- OBJECTIVE
Starting at the line of the material that contains "Screenshot question: what is the bounding box of the short" and stopping after the line that contains "[189,148,214,173]", write out every line again. Raise each bounding-box coordinate by 107, and keep all other words unchanged.

===== DATA PROVIDED =====

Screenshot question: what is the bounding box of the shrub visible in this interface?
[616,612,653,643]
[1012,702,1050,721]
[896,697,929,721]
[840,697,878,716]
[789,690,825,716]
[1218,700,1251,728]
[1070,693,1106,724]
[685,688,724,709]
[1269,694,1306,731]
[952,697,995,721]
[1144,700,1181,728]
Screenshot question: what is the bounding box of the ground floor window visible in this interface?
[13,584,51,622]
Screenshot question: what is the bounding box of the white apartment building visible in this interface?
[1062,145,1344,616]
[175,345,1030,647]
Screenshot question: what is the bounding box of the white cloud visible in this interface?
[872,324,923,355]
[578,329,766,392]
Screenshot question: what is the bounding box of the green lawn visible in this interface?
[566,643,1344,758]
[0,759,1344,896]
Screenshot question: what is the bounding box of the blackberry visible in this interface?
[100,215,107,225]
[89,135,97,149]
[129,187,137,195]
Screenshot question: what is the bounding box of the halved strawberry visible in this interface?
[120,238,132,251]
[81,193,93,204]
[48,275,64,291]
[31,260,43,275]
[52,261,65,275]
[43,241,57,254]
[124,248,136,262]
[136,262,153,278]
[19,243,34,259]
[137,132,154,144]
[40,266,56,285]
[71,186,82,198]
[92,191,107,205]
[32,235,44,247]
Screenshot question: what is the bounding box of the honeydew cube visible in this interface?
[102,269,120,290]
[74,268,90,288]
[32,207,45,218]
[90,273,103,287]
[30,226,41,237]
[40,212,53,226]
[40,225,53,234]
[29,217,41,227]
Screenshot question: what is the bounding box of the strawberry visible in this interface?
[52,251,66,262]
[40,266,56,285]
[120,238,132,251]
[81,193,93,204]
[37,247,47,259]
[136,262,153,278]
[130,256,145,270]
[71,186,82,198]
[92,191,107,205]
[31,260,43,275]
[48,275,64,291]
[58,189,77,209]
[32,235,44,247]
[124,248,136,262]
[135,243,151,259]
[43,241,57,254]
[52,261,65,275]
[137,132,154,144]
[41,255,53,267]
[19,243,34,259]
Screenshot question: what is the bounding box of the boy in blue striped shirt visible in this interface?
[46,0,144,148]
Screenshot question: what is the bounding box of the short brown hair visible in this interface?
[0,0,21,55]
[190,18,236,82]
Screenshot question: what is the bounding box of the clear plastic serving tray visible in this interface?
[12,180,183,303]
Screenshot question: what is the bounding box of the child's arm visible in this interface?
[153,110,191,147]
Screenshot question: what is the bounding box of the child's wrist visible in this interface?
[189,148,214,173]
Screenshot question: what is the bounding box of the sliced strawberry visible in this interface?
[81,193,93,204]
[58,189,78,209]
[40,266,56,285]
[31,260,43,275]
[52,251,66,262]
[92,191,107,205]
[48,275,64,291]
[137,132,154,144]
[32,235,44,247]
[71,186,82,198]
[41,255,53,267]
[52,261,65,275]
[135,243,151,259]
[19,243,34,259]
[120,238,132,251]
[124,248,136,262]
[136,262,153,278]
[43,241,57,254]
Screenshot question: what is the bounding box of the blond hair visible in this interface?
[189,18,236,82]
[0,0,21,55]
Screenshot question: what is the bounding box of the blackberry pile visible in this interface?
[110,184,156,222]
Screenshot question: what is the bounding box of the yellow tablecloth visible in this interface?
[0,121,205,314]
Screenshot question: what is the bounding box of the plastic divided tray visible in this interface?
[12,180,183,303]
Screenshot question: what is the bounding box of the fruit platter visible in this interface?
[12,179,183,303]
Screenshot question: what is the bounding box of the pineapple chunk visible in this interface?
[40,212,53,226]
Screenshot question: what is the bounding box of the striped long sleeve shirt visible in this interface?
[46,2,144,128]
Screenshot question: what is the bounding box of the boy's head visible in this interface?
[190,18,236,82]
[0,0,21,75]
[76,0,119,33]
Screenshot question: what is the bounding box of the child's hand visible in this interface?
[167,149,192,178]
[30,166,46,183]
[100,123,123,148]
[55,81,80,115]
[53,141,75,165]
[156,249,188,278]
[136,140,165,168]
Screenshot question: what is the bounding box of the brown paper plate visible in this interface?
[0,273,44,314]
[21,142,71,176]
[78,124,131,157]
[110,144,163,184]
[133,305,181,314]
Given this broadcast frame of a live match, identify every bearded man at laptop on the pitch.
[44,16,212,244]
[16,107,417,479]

=====

- SOLUTION TO THE PROBLEM
Screenshot question: what is the bounding box of the short brown hair visible in this interface?
[107,107,128,162]
[297,125,343,189]
Screenshot question: what is the bounding box of the clear plastic serving tray visible in this interface?
[119,287,290,410]
Screenshot question: what is the bounding box of the child's arm visible in this interface?
[260,217,298,254]
Screenshot question: what is the bounding box of the child's wrist visible in this interface?
[296,255,321,280]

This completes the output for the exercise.